What the task asks
Please set down all the lines beneath this one exactly, without the pictures.

** begin Record excerpts **

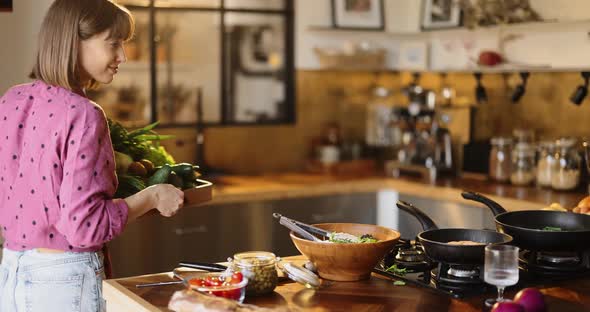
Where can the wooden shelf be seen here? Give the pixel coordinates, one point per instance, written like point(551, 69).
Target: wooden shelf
point(545, 26)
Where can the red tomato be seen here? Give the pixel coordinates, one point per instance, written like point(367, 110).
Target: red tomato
point(236, 278)
point(212, 281)
point(197, 282)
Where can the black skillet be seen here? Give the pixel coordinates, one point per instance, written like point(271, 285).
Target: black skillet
point(435, 240)
point(527, 227)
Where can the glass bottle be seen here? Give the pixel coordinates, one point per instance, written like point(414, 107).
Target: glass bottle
point(567, 169)
point(260, 269)
point(499, 168)
point(523, 169)
point(545, 163)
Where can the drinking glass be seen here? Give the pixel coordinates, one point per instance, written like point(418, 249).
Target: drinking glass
point(500, 269)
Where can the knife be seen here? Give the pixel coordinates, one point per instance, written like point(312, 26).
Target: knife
point(307, 227)
point(211, 267)
point(288, 223)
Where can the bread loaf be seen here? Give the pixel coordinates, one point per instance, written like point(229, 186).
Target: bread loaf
point(583, 206)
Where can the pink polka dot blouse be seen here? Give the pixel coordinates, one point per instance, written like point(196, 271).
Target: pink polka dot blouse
point(57, 171)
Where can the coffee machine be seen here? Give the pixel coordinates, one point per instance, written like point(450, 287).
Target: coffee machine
point(424, 144)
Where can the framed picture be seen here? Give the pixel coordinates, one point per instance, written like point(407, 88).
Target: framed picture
point(439, 14)
point(5, 5)
point(413, 55)
point(358, 14)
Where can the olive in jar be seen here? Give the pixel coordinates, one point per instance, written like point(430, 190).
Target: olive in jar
point(260, 269)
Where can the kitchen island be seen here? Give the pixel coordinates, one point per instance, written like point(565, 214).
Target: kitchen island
point(376, 294)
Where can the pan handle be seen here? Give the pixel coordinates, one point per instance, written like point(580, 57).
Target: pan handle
point(494, 206)
point(425, 221)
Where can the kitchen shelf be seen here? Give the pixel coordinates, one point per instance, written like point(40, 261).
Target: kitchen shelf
point(545, 26)
point(199, 194)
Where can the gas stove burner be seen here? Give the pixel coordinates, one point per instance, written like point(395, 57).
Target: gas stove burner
point(456, 276)
point(558, 258)
point(411, 254)
point(457, 272)
point(555, 264)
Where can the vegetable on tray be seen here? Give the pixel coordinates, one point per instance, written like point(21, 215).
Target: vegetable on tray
point(141, 161)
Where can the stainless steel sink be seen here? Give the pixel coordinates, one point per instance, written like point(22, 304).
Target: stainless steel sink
point(214, 232)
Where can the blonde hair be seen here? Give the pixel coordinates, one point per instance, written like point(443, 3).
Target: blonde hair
point(66, 24)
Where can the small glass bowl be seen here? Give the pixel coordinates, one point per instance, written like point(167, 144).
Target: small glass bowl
point(235, 292)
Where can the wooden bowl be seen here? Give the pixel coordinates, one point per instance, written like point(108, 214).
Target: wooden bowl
point(347, 262)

** end Record excerpts **

Answer for the task
Where can the wooden shelf be seen here? Give the pixel coordinates, one point per instance, written like point(551, 69).
Target: wooden shelf
point(545, 26)
Where can the red tomato be seen here? Give the pixel coordinates, one point per instance, written like point(367, 110).
Target: red tomato
point(236, 278)
point(212, 281)
point(197, 282)
Where can the black skillet be seen here? Give the pixel coordinates, one point per instance, written like point(271, 285).
Target: black skillet
point(435, 240)
point(527, 227)
Where can the glass bottle be seen here? Give the pixel coordinates, one point per instance, written like point(414, 107).
Target: glass bottle
point(567, 169)
point(260, 269)
point(499, 168)
point(523, 169)
point(545, 163)
Where can the drinking glass be seen here? Give the pixel coordinates, one point per instance, written like point(418, 249).
Target: drinking glass
point(500, 269)
Where can the knife be seen here? Give the pixel coordinates, one point per instance, written like point(312, 26).
Target: knife
point(307, 227)
point(211, 267)
point(288, 223)
Where can the bread loaf be seen here? Give the pixel coordinates, one point per instance, written like point(229, 186).
Target: bread loaf
point(583, 206)
Where can the pink polka dot blouse be seen here? Give the pixel coordinates, one point per instance, written like point(196, 271).
Target: pink polka dot blouse
point(57, 171)
Where can the coffee machine be seen here? Give the pixel coordinates, one point per instance, written like point(450, 287).
Target: coffee machine
point(424, 144)
Where can the framed picture be seen here? Give the pixel coordinates, one point per instance, written like point(407, 88).
Target: framed picture
point(439, 14)
point(5, 5)
point(413, 55)
point(358, 14)
Where can the olive in jar be seen here? Give the pixel coordinates, one point per instance, written like point(430, 190).
Target: olive in jar
point(260, 269)
Where can the kitchen island be seen here? Give the pixel coordinates, one point per instance, written like point(565, 214).
Target: kitchen island
point(376, 294)
Where can the pan handle be seen here? Give the pixel coordinates, one point per instance, written like point(580, 57).
Target: pan handle
point(494, 206)
point(425, 221)
Where can the kitchen shelf be seen here? Give the pixel coordinates, one point per instance, written like point(40, 261).
Target: kitchen shelf
point(545, 26)
point(199, 194)
Where can the gas stove burner be seen here? Give the pixel coordinates, one point per instance, written like point(395, 57).
Target: gas stove burner
point(456, 276)
point(558, 258)
point(411, 254)
point(457, 272)
point(555, 264)
Where can the vegetable on tray be seen here? Give the pixel coordinates, one point per instance, written like point(21, 215).
Target: vegetable on tray
point(141, 161)
Where can the stainless steel sink be seen here? Give the pixel coordinates, one point per instance, written like point(22, 304).
Target: stainless steel sink
point(214, 232)
Where can the blonde hair be seen here? Give the pixel coordinates, one point per instance, written like point(443, 3).
Target: blonde hair
point(66, 24)
Where can the small glass bowl be seen here? Give the pixel coordinates, one point per instance, written like point(167, 144).
Target: small glass bowl
point(235, 292)
Where can the wooden bowl be seen here? Give the pixel coordinates, one point per instance, written like point(108, 214).
Target: wooden bowl
point(347, 262)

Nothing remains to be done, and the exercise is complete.